Work order ▸
Every entry should appear in your answer exactly as it does here.

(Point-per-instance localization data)
>>>>
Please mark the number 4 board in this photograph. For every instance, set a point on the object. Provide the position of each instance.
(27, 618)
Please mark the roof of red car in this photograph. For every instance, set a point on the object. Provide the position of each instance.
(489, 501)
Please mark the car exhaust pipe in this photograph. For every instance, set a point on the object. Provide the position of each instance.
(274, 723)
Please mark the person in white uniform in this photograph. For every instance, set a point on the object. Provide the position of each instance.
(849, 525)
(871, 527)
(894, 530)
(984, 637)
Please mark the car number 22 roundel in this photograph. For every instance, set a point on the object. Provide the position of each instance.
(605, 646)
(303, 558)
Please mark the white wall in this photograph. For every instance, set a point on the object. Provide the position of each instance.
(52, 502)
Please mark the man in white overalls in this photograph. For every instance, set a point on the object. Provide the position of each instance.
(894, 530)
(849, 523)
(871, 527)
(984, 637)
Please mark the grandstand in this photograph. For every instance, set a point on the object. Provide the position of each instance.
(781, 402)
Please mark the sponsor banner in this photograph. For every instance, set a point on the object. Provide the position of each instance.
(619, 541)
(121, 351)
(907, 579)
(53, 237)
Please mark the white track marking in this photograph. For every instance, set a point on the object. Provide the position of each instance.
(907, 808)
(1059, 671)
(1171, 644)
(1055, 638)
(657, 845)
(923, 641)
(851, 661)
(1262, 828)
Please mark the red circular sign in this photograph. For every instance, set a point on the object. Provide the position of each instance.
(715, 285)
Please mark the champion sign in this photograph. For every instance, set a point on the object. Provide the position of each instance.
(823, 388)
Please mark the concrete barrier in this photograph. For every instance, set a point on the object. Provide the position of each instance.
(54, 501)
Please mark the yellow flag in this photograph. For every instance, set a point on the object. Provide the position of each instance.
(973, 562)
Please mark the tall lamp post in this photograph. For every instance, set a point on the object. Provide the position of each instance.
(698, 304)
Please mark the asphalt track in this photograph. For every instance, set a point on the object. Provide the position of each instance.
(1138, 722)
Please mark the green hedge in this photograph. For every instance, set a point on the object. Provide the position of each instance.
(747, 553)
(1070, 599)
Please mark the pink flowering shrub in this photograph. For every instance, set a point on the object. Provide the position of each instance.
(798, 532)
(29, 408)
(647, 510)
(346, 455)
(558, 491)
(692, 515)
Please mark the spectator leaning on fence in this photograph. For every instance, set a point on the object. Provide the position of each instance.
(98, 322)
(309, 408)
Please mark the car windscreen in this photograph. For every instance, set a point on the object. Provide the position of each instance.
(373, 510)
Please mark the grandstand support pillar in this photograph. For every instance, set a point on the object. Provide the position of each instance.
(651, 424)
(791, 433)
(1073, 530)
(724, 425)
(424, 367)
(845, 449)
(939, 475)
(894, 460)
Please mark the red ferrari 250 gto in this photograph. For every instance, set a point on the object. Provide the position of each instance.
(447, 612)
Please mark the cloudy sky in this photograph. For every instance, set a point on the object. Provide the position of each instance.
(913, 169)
<<<<
Reply to the exercise ▸
Please mark the number 4 board in this photograph. For every instance, set a point on the object. Provide the position of each instance.
(27, 618)
Please mark the roof of red car in this photograph. For every instance, set a point on the object. Provide the position of each instance.
(489, 501)
Please mark the car exhaust pipe in this photograph. For every instance, set a point on the object. Provide the position of each instance.
(274, 723)
Please mark the person in white uniform in this photograph. For every instance, set a point on the object. Provide the position of each instance.
(849, 525)
(871, 527)
(894, 530)
(984, 637)
Please mark the car number 22 roundel in this photograph. For every instance, set a point on the object. Provide the position of each instance.
(605, 646)
(303, 558)
Please mark the white wall in this photograph. For every instance, set a point on the object. Provide the position of each instance.
(52, 502)
Please mark the man in white overalls in this photograph. For every instance, set a point on the object. Provide the position of each instance.
(894, 530)
(849, 523)
(871, 527)
(984, 637)
Please mark the grandstand in this photograph. For every instance, set a point on the object. Provide the position of each instance.
(781, 402)
Please mark the sponsor banner in this photograph. For every instance, set a point on the object. Provide the position of each instance.
(619, 541)
(121, 351)
(907, 579)
(53, 237)
Please mark the white track marking in this photograph. For every instance, set a point on the object. Provide the position of each instance.
(907, 808)
(1059, 671)
(1171, 644)
(1055, 638)
(657, 845)
(923, 641)
(851, 661)
(1262, 828)
Please mark the red circular sign in this photograph. For every instance, set a point on the object. Provide the position of each instance.
(715, 285)
Please mark the champion sign in this photograph. For every instance, set a point on the object. Provide the position of each instance.
(823, 388)
Please mark the concrete barrier in this photograph. For every instance, set a point on the object. Provide the position of each instance.
(54, 501)
Please mark the yellow flag in this photograph. For every instance, set a point on the object. Provide the position of each instance.
(973, 562)
Please mark the tall lamp post in this photograph. For every instance, set a point on the object. Provide the position of each instance.
(698, 304)
Please mark the asphalt track in this photograph. For every instance, set a point on the object. Provide the position of each instance.
(1138, 722)
Please mark the green hedge in this photograph. For every instance, set a point on the object. Provide the position of each instance.
(747, 553)
(1070, 599)
Please mark the pink flowering shrub in this photograph. For every instance, set a point on the object. Provide the position of each instance.
(798, 532)
(29, 408)
(647, 510)
(346, 455)
(558, 491)
(692, 515)
Please mark the spectator leaning on fence in this photograph. For every instance, set a point on the object. Provide the position of each instance.
(98, 322)
(309, 408)
Please mark the car windscreen in this photograph. For every instance, set a point on the object. Provide the position of each instance.
(373, 510)
Please mark the grandstand support pillar in this photograph. For every instance, set a point on the object. Provide the position of each instance.
(651, 424)
(791, 433)
(1073, 530)
(724, 425)
(424, 367)
(845, 449)
(939, 475)
(894, 460)
Please mark the red ferrari 250 gto in this photograph. For every instance, set a point on the object. Provide the position of each instance.
(447, 612)
Please mark the cloudy sky in this photograph. For every instance, set a point on the object. Provide the position of each instance.
(913, 169)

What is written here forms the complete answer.